# [Bagian Teks]
▼

0
Sunday 26 November 2023 - 02:44
Palestina vs Zionis Israel:

Gencatan Senjata di Gaza adalah Tanda bahwa Hamas Tidak Bisa Dikalahkan*

Story Code : 1098209
Palestinian prisoners cheer after being released in exchange for hostages freed by Hamas in Gaza
Palestinian prisoners cheer after being released in exchange for hostages freed by Hamas in Gaza
Zionis Israel tidak mampu meraih kemenangan berarti melawan militan Palestina

Gencatan senjata selama empat hari yang dilaksanakan pada hari Jumat (24/11) ini memberikan kelegaan bagi mereka yang paling terkena dampak perang di Jalur Gaza, namun dalam banyak hal telah menimbulkan bencana bagi pemerintah Zionis Israel. Ketika perempuan dan anak-anak, yang ditawan oleh Hamas dan Zionis Israel, dipertemukan kembali dengan keluarga mereka, ancaman peperangan lebih lanjut pun semakin besar. Meskipun orang-orang terkasih dari mereka yang dibebaskan sekarang sedang merayakannya, langkah selanjutnya akan sangat penting dalam menentukan hasil akhir dari pertempuran 46 hari yang kini telah dihentikan sementara. Saat ini, tampaknya gagasan bahwa “Hamas harus pergi” hanyalah sekedar mimpi belaka.

▲

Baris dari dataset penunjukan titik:
▼

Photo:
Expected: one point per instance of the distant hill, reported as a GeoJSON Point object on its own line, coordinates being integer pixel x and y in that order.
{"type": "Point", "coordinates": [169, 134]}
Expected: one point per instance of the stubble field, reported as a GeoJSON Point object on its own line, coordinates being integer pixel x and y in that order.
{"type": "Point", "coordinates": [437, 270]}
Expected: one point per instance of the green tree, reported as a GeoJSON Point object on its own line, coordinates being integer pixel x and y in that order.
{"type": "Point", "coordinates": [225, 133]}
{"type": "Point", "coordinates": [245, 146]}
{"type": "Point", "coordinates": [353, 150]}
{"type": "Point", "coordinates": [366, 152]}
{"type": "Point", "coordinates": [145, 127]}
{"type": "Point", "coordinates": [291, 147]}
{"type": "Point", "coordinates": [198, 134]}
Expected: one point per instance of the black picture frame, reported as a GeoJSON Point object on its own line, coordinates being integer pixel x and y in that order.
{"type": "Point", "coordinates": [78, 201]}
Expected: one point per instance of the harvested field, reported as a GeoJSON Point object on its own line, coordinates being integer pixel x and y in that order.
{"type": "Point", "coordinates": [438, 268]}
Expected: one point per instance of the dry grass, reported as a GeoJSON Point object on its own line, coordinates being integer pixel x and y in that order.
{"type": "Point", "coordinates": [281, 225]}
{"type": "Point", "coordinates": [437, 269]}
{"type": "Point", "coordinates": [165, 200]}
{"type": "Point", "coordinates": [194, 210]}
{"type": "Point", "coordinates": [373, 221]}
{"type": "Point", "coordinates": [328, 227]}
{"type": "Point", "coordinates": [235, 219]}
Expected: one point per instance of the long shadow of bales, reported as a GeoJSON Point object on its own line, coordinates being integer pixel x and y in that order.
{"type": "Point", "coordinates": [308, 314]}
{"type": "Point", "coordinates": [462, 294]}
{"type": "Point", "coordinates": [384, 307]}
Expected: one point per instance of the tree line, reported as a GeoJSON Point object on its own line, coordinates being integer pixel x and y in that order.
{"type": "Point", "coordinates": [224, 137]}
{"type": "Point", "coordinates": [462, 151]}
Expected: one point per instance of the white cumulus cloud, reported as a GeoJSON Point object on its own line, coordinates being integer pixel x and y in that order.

▲

# [Daftar Tugas]
1. Tuliskan kembali bagian artikel tentang gencatan senjata di Gaza dari "Gencatan senjata selama" sampai dengan "sekedar mimpi belaka.".
2. Pada baris-baris data latihan, mulai dari baris yang memuat "Expected: one point per instance of the harvested" sampai dengan baris terakhir, tukar "instance" dengan "occurrence" tanpa mengubah bagian lain. Tuliskan hanya baris-baris itu.
Teks dan baris-baris data ini tidak saling berhubungan.

# [Jawaban Setiap Tugas]
1.
Gencatan senjata selama empat hari yang dilaksanakan pada hari Jumat (24/11) ini memberikan kelegaan bagi mereka yang paling terkena dampak perang di Jalur Gaza, namun dalam banyak hal telah menimbulkan bencana bagi pemerintah Zionis Israel. Ketika perempuan dan anak-anak, yang ditawan oleh Hamas dan Zionis Israel, dipertemukan kembali dengan keluarga mereka, ancaman peperangan lebih lanjut pun semakin besar. Meskipun orang-orang terkasih dari mereka yang dibebaskan sekarang sedang merayakannya, langkah selanjutnya akan sangat penting dalam menentukan hasil akhir dari pertempuran 46 hari yang kini telah dihentikan sementara. Saat ini, tampaknya gagasan bahwa “Hamas harus pergi” hanyalah sekedar mimpi belaka.

2.
Expected: one point per occurrence of the harvested field, reported as a GeoJSON Point object on its own line, coordinates being integer pixel x and y in that order.
{"type": "Point", "coordinates": [438, 268]}
Expected: one point per occurrence of the dry grass, reported as a GeoJSON Point object on its own line, coordinates being integer pixel x and y in that order.
{"type": "Point", "coordinates": [281, 225]}
{"type": "Point", "coordinates": [437, 269]}
{"type": "Point", "coordinates": [165, 200]}
{"type": "Point", "coordinates": [194, 210]}
{"type": "Point", "coordinates": [373, 221]}
{"type": "Point", "coordinates": [328, 227]}
{"type": "Point", "coordinates": [235, 219]}
Expected: one point per occurrence of the long shadow of bales, reported as a GeoJSON Point object on its own line, coordinates being integer pixel x and y in that order.
{"type": "Point", "coordinates": [308, 314]}
{"type": "Point", "coordinates": [462, 294]}
{"type": "Point", "coordinates": [384, 307]}
Expected: one point per occurrence of the tree line, reported as a GeoJSON Point object on its own line, coordinates being integer pixel x and y in that order.
{"type": "Point", "coordinates": [224, 137]}
{"type": "Point", "coordinates": [462, 151]}
Expected: one point per occurrence of the white cumulus cloud, reported as a GeoJSON Point object on its own line, coordinates being integer pixel x and y in that order.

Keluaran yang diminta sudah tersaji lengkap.